──────── Text under study ────────

October 16, 2019

Cannes Film Festival – the YSL St Laurent film premiere (or Man sketches Dresses) #cannes2014

It feels as though Cannes has a new rule that a biopic has to hit the screens everyday. After Grace Kelly and JMW Turner, today is the turn of fashion designer Yves St Laurent to have his life examined on the big screen.

Directed by Bertrand Bonello, Saint Laurent stars Gaspard Ulliel as Yves and Jeremie Renier as his long term partner Pierre Bergé. The focus is on the years between 1967 and 1976, although a few scenes towards the end of the film flash forward to his later years when he is on his fourth Moujik – in an unusually loveless system whenever his dog died he replaced it with a similar looking French Bulldog and gave it the same name.

Much had happened in St Laurent's life before the action seen on screen. By 1967 St Laurent had already been head designer at (and been fired from and sued) Dior, been conscripted into the French army, been discharged and developed a drug problem in a military hospital. However Bonello has chosen to focus on a period where Yves' issues were on a much smaller scale. A strange choice to leave all that material behind and look for drama in a man sketching dresses.

We join the story when Yves St Laurent is already not just a man's name, but the title of a company that he part-owns along with Pierre. Bergé is clearly the brains behind turning YSL into a global enterprise and though the film's title implies a focus on the man himself, there are also sequences of Pierre negotiating over licenses with American investors. Such scenes won't excite the many people who come to see this film for the fashion history.

There is a problem built into the concept of making a dramatic film about someone's life. There has to be something dramatic to dramatise. If filmmakers do make changes for dramatic effect they are often derided. But documentary and drama are different things. A biopic tries to be a bit of both and manages to be neither. Here it is clear that the lives of successful fashion designers are no more interesting than those of anyone else. Indeed, like most lives what happens in St Laurent's life isn't that interesting to other people.

The film isn't helped by a gimmick when the screen divides in two and a montage shows the news events of the late Sixties combined with examples of YSL dresses from each year. The 1968 protests on the left-hand side overwhelm the dresses on the right and make you wonder what you are doing spending 2.5 hours watching the goings on in the life of a man who spent those rebellious years making beautiful clothes.

If you don't know much about St Laurent before the film you won't know a whole lot more afterwards, even though the film clocks in at a whopping two and a half hours. To make that time commitment to a film viewers should be able to expect to learn something very interesting, be royally entertained or discover something of vital importance. Instead they will dice with boredom. St Laurent has attractive period costumes and Ulliel is a charming screen prescence but St Laurent is an overlong and expensive recap of the fashion icon's life.

Of possible interest to his friends and admirers.

────────

▸ Tasks and exercises
(a) In the review of the film Saint Laurent, condense the paragraph beginning "Much had happened in St Laurent's life" into a short list of its main points.
(b) Answer these questions from the review of the film Saint Laurent:
(i) Who directed the film?
(ii) Which years does the film focus on?
(iii) How long is the film?
The lines after this review have nothing to do with it.

──────── Raw data ────────

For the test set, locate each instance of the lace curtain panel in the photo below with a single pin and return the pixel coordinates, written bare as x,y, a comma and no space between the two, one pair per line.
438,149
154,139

────────

▸ Answers by item number
(a)
- Before 1967, St Laurent had been head designer at Dior, then fired from Dior and had sued it.
- He had been conscripted into the French army and later discharged.
- He developed a drug problem in a military hospital.
- Bonello focuses instead on a period when Yves' issues were much smaller.
- The reviewer finds it strange to leave that material aside and seek drama in a man sketching dresses.

(b)
(i) Bertrand Bonello
(ii) 1967 to 1976
(iii) Two and a half hours